### Alıştırma Görevi a
Yapay zeka yazısına göre Deepblue saniyede kaç hamle hesaplıyordu?

29 Şubat 2016 Pazartesi

Bilim Kurgu Gerçek Mi Oluyor?

1997 yılında Deepblue isimli bilgisayar, dünya satranç şampiyonu Garry Kasparov'u yendiğinde tüm dünyada dikkatleri üzerine çekmişti. Bir bilgisayarın, dünyanın en önemli zeka oyunlarından birinde hem de tüm zamanların en iyi satranç oyuncularından birini yenmesi 2000'li yıllara gidilirken teknoloji açısından büyük bir önem taşıyordu. O zamanlar, birçoklarının aklına 1984 yapımı Terminatör filmi gelmiştir. Bilgisayarların kontrolü ele geçirmesi, robotlar, insanlığın sonu gibi senaryoların revaçta olduğu bir dönem 90'ların sonu. Ancak durum hiç de öyle değildi.



Deepblue'nun Kasparov karşısında aldığı galibiyet (Kasparov'un insan müdahalesi olduğunu ve durumun şaibeli olduğunu bir tarafa bırakırsak) şüphesiz çok önemliydi ancak  felaket senaryolarıyla uyuşmuyordu. Çünkü Deepblue yalnızca satranç oynaması için geliştirilmişti ve yaptığı her hamleyi olası hamleler içerisinden hesaplayarak seçiyordu (saniyede 200 milyon hamle). Yani sahip olduğu bilgilere göre hareket ediyordu Deepblue ve zekaya dayalı hiçbir şey yapmıyordu. İşte asıl eksik olan da buydu.

1900'lü yılların başlarında edebiyatta yerini almaya başlayan yapay zeka özellikle 70'li yıllardan sonra dev firmalar tarafından daha çok ilgi görmeye başladı. Amaç, bir bilgisayarın zeki canlılar gibi davranmasını sağlayabilmekti( yorum getirme, öğrenme, karar verme). Bu konuda her yıl daha kapsamlı çalışmalar yapılmaya başlandı ve Microsoft, Apple ve özellikle son yıllarda Google gibi şirketler yapay zeka araştırmaları için büyük yatırımlar yapmaya başladılar ve nihayet yakın bir zaman önce tarihi bir olay gerçekleşti. Bir yapay zeka bu güne kadar yapılamayanı başararak Go oyununda, 3 defa Avrupa şampiyonu olan Fan Hui'i hem de 5 maçta da yenmeyi başardı.

[Nesne konumu işaretleme verileri]
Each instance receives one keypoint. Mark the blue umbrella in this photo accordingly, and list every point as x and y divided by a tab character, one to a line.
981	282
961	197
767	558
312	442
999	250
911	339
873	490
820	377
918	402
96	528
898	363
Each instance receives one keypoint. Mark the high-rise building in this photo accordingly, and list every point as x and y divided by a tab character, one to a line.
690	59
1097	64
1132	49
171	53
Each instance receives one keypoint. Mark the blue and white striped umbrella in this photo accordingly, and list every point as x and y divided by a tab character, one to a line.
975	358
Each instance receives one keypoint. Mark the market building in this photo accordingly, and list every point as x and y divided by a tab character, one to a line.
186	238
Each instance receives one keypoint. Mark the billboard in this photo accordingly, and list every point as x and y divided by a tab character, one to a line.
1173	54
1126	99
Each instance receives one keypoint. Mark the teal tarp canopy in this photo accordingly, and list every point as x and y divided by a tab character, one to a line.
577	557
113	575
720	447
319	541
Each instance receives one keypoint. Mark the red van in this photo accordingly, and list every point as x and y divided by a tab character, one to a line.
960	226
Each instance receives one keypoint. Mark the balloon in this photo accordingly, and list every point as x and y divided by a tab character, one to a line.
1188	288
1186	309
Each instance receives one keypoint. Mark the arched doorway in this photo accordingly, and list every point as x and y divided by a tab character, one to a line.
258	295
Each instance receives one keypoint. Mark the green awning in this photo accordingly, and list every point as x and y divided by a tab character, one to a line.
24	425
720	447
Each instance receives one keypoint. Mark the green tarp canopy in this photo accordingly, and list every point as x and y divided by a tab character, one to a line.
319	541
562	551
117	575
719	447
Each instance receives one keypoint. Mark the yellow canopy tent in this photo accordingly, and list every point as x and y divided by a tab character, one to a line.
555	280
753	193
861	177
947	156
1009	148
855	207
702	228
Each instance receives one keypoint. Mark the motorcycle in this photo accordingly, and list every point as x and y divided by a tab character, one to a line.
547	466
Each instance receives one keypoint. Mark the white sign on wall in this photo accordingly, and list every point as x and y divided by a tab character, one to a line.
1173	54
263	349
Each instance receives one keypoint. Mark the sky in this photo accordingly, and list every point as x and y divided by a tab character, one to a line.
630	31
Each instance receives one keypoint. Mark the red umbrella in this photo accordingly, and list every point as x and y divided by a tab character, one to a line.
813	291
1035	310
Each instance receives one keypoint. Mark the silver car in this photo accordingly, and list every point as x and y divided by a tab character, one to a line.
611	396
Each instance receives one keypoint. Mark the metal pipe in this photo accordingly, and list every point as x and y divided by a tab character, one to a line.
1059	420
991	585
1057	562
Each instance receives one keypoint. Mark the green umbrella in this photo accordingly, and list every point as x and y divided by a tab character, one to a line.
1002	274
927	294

### Alıştırma Görevi b
Lütfen kayıtları, "Each instance receives one keypoint. Mark the green umbrella" ifadesini içeren satırdan başlayıp kayıtların sonuna kadar (iki uç da dahil), "istek" ve "yanıt" adlı iki sütunu olan bir CSV olarak yeniden yazın. Her istek bir satır olsun; metni ve yanıtı, satır sonları boşluğa çevrilmiş hâlde, ayrı tırnaklı alanlarda yer alsın.

### Yanıt a
Saniyede 200 milyon hamle.

### Yanıt b
istek,yanıt
"Each instance receives one keypoint. Mark the green umbrella in this photo accordingly, and list every point as x and y divided by a tab character, one to a line.","1002	274 927	294"